▶ _Task data_
[Start of section]

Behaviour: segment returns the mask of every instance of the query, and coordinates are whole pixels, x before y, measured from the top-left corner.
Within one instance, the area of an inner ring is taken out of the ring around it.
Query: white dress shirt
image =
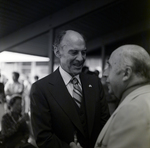
[[[64,83],[65,83],[65,85],[66,85],[70,95],[73,97],[73,84],[70,82],[70,80],[72,79],[72,76],[69,73],[67,73],[65,70],[63,70],[61,68],[61,66],[59,67],[59,71],[60,71],[60,74],[61,74],[61,76],[62,76],[62,78],[64,80]],[[80,81],[79,75],[76,75],[74,77],[76,77],[78,79],[79,87],[82,90],[82,86],[81,86],[81,81]]]

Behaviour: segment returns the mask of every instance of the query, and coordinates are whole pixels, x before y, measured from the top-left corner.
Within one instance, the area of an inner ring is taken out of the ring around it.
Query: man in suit
[[[86,50],[80,33],[61,32],[54,44],[59,68],[32,85],[31,121],[39,148],[70,148],[73,141],[92,148],[109,118],[99,78],[81,73]]]
[[[110,56],[104,72],[109,92],[120,104],[98,136],[95,148],[150,147],[150,56],[124,45]]]

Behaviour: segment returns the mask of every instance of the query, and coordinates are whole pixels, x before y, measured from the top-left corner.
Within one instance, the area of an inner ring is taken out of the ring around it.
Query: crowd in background
[[[1,78],[1,75],[0,75]],[[29,112],[29,94],[31,85],[33,82],[37,81],[39,77],[37,75],[34,76],[34,80],[31,82],[29,76],[26,76],[24,80],[20,80],[20,73],[12,72],[11,79],[1,79],[0,80],[0,102],[4,103],[5,112],[8,111],[8,102],[11,97],[15,94],[21,95],[22,99],[22,112]],[[1,119],[1,118],[0,118]]]
[[[27,76],[12,72],[12,79],[0,82],[0,141],[7,148],[36,147],[30,122],[30,89],[33,82]],[[38,80],[34,77],[34,82]],[[4,147],[4,145],[2,147]]]

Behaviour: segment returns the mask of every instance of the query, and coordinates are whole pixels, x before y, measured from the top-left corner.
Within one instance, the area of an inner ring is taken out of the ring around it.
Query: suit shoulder
[[[81,73],[80,76],[83,83],[91,83],[93,86],[98,86],[100,89],[102,88],[102,83],[98,76],[85,73]]]

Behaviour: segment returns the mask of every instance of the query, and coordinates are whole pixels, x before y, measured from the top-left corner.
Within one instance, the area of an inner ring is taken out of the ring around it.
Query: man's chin
[[[108,93],[109,93],[111,96],[116,97],[116,95],[114,94],[114,92],[113,92],[111,89],[108,90]]]
[[[73,75],[74,76],[76,76],[76,75],[78,75],[78,74],[80,74],[82,72],[82,70],[74,70],[74,72],[73,72]]]
[[[113,94],[113,91],[112,91],[112,89],[111,89],[110,86],[108,87],[108,93],[109,93],[109,94]]]

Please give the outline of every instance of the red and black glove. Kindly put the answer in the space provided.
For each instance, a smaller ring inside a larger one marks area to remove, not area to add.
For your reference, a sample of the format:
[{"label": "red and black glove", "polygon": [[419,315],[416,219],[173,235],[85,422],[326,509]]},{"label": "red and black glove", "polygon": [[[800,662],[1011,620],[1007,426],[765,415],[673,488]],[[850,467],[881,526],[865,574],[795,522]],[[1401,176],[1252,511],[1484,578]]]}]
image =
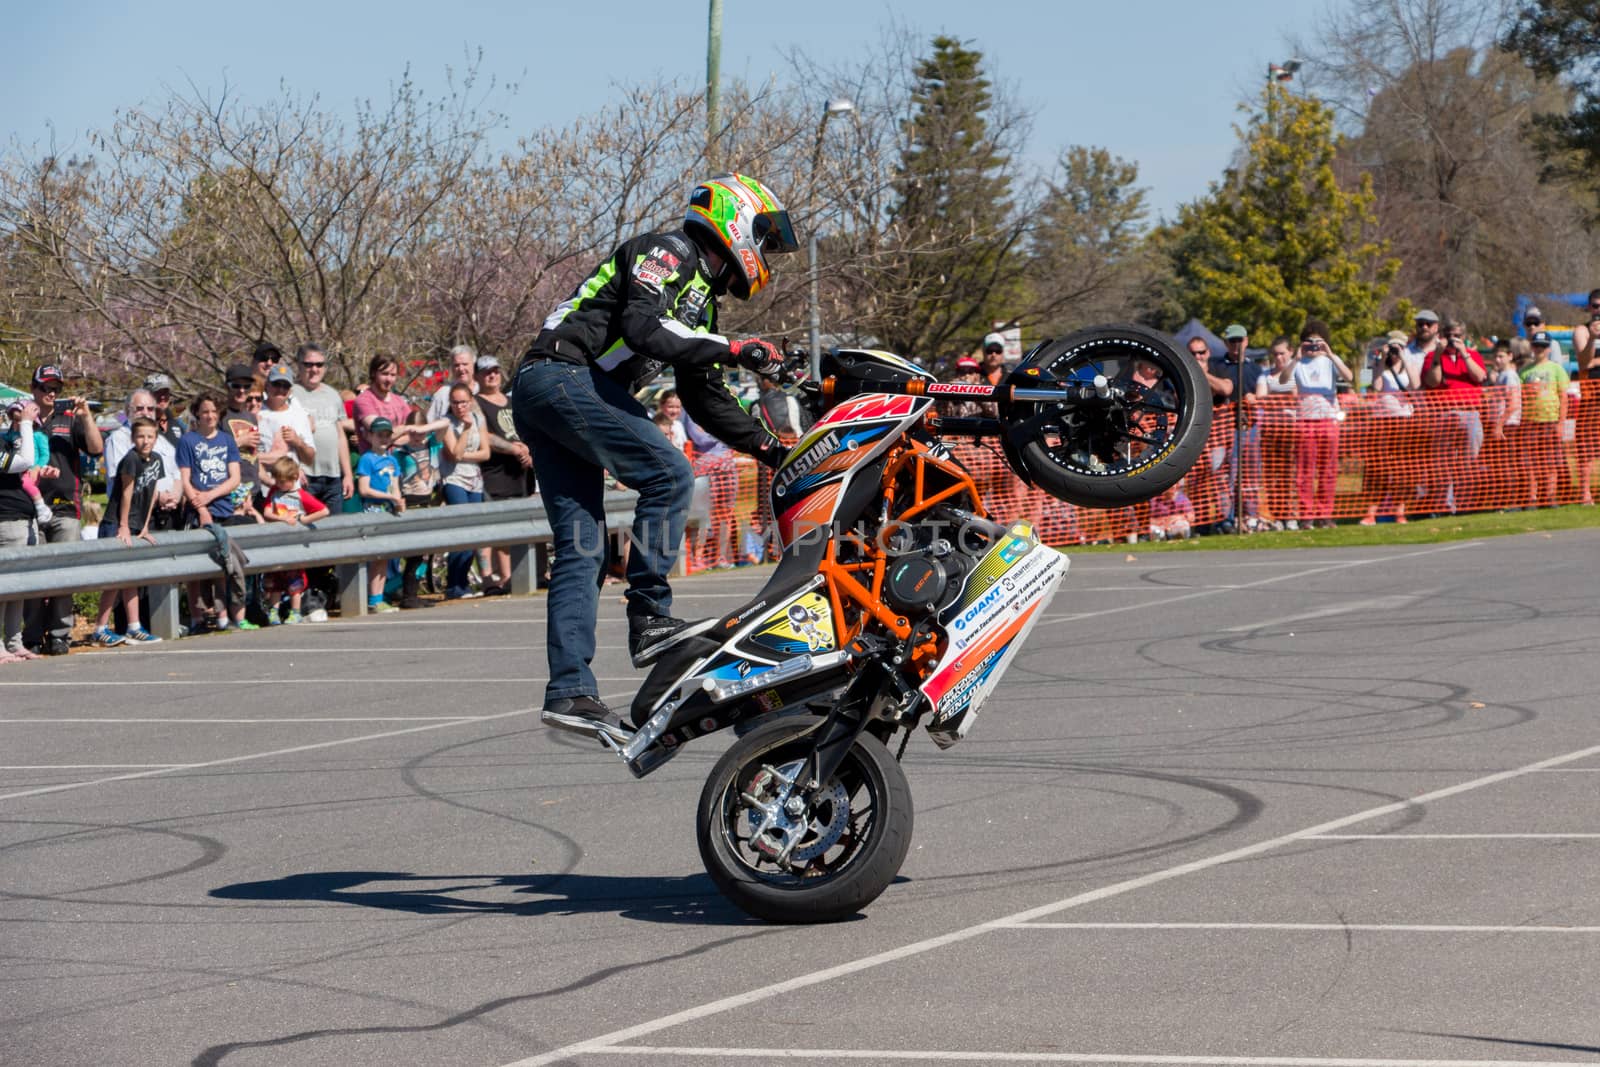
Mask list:
[{"label": "red and black glove", "polygon": [[729,341],[728,351],[739,361],[739,366],[776,377],[783,367],[783,353],[771,341],[759,337],[746,337],[742,341]]}]

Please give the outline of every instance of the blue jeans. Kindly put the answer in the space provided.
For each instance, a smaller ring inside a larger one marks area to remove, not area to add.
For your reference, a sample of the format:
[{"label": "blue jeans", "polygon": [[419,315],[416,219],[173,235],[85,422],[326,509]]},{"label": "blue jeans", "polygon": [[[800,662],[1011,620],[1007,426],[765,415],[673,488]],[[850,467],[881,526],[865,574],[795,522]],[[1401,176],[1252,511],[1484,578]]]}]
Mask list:
[{"label": "blue jeans", "polygon": [[639,402],[590,367],[530,357],[517,373],[511,412],[533,452],[555,542],[545,699],[599,696],[589,664],[606,555],[605,472],[639,494],[628,554],[630,615],[671,614],[667,575],[683,541],[694,472]]},{"label": "blue jeans", "polygon": [[[481,504],[483,494],[470,493],[459,485],[445,484],[444,502],[446,504]],[[445,590],[447,597],[458,597],[472,591],[472,557],[477,555],[472,549],[462,549],[452,552],[445,557]]]}]

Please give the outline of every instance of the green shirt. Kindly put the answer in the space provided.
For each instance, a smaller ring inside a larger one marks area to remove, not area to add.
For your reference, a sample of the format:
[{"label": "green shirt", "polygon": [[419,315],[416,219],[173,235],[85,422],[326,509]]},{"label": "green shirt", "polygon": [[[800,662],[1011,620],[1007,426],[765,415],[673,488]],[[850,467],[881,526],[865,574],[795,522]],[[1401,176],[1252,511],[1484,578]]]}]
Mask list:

[End of section]

▶ _Task directions_
Copy each line of the preceding material that contains "Please".

▶ _Answer box_
Please give the outline of every instance of the red and black glove. Kindly put the answer in the space provided.
Please give the outline of every instance of the blue jeans. Kindly put the answer in the space provided.
Please give the outline of every instance of the green shirt. Kindly put the answer in the space provided.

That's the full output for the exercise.